* [PROBLEM REQUIREMENTS]
Count every line in the entries that holds the word "leafy". The reply is that count alone.

[Dataset items]
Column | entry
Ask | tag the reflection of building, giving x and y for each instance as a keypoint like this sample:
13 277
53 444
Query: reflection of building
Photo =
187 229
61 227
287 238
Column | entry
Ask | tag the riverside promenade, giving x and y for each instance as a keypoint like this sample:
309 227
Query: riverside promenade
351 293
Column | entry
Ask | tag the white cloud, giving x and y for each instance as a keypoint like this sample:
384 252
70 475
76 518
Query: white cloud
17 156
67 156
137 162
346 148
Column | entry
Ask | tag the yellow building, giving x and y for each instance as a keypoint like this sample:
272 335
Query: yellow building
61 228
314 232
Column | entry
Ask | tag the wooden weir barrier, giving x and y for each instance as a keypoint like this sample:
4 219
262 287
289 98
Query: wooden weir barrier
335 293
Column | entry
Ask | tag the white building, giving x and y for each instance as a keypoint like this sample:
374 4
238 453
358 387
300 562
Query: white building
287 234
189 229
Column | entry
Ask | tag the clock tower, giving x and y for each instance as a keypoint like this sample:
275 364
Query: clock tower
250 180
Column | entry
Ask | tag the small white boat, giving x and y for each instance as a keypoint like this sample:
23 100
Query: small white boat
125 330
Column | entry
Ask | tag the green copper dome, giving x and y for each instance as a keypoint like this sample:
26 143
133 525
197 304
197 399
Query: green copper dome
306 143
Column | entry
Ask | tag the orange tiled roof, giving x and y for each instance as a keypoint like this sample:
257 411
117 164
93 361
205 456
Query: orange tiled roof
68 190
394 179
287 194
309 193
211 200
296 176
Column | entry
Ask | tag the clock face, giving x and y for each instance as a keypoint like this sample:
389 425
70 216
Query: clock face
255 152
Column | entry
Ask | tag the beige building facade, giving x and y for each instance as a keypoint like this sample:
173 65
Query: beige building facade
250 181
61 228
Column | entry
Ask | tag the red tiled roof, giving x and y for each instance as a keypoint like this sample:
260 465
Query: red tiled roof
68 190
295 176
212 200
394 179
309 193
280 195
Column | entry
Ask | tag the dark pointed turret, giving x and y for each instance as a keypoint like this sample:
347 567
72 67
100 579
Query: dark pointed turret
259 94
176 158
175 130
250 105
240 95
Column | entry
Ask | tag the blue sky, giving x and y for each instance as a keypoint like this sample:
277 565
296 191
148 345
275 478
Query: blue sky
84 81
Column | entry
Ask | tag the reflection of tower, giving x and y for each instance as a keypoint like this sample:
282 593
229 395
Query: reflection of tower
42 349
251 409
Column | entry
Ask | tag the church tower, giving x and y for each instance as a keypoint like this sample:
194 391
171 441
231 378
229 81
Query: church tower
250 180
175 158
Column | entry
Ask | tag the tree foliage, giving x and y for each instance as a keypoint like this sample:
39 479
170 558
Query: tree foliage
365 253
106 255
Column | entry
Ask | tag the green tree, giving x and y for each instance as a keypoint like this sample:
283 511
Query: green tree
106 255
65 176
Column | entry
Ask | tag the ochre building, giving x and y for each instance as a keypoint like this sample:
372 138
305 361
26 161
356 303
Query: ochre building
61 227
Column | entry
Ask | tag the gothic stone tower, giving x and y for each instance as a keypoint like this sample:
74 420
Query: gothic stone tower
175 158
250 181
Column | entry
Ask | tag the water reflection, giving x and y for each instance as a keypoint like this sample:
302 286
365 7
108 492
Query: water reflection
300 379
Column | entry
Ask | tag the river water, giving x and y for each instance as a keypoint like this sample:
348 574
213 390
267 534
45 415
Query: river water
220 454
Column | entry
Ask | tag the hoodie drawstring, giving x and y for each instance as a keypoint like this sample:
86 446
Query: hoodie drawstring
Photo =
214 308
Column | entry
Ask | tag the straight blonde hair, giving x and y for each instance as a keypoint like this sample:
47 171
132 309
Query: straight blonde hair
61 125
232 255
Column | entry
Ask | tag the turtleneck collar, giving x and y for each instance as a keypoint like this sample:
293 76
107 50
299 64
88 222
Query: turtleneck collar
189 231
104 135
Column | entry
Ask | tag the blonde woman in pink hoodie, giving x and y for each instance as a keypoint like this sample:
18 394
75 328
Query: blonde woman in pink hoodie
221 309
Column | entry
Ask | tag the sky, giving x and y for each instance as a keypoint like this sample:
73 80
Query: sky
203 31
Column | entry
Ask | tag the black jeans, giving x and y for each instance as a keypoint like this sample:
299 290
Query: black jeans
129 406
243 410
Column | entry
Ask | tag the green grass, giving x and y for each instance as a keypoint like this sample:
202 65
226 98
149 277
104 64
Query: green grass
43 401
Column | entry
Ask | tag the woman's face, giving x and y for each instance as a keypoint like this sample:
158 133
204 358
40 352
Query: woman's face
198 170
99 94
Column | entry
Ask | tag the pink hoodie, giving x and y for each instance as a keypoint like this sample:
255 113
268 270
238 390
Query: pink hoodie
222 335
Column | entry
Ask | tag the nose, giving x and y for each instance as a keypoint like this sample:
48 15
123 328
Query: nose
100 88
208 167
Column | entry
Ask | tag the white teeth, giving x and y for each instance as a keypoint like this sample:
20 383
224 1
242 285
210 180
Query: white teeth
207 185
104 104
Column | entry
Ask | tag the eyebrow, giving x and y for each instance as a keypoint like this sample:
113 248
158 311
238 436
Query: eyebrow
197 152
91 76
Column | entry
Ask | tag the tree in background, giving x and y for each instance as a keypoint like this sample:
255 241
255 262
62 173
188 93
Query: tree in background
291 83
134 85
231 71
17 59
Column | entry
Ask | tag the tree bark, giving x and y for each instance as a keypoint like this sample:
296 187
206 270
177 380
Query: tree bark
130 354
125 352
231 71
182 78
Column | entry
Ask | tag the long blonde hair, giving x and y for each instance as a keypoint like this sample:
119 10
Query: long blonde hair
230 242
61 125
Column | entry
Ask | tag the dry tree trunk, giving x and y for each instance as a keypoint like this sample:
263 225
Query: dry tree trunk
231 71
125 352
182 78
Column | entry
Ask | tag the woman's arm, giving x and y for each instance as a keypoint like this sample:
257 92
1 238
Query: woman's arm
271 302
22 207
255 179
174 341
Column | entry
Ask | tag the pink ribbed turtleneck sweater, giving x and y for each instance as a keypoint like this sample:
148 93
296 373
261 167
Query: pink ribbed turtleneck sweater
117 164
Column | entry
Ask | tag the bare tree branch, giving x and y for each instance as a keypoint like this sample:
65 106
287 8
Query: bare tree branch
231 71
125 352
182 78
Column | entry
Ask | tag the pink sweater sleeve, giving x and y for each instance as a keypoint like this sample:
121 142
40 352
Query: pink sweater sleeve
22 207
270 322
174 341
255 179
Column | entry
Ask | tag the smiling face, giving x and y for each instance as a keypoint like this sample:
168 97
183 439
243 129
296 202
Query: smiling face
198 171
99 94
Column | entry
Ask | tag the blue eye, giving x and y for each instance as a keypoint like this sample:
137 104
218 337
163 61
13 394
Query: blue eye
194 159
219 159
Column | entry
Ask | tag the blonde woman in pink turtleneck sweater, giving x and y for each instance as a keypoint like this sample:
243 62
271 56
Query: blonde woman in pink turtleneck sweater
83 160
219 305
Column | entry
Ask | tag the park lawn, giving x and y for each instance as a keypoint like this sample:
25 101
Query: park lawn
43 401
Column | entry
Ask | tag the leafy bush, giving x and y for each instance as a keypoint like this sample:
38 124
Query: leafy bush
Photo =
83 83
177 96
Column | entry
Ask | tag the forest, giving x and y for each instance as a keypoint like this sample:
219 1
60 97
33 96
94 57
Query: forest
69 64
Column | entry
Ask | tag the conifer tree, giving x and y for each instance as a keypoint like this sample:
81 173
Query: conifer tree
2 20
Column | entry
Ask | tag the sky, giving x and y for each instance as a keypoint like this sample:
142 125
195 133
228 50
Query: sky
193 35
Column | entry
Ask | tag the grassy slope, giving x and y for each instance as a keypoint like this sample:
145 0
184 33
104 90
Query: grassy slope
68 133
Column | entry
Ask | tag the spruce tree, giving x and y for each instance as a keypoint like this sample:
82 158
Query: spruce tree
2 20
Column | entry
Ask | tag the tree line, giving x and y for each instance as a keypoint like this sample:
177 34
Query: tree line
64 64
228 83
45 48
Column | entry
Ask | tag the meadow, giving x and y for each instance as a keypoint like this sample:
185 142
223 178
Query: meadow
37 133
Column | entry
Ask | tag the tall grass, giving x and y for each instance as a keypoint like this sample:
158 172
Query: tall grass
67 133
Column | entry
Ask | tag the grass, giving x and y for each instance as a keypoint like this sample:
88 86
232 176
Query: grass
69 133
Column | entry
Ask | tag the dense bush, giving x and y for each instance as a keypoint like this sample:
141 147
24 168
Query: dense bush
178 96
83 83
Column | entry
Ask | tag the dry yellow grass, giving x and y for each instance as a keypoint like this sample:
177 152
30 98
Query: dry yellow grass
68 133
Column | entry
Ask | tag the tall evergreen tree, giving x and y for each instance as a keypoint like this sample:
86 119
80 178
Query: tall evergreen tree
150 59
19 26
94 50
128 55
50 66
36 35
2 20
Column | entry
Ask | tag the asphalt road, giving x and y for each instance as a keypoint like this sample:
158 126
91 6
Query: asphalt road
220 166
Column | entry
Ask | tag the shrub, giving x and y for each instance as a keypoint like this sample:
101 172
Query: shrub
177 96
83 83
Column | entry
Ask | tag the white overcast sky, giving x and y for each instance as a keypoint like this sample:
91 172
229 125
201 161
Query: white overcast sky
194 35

* [WRITTEN RESPONSE]
2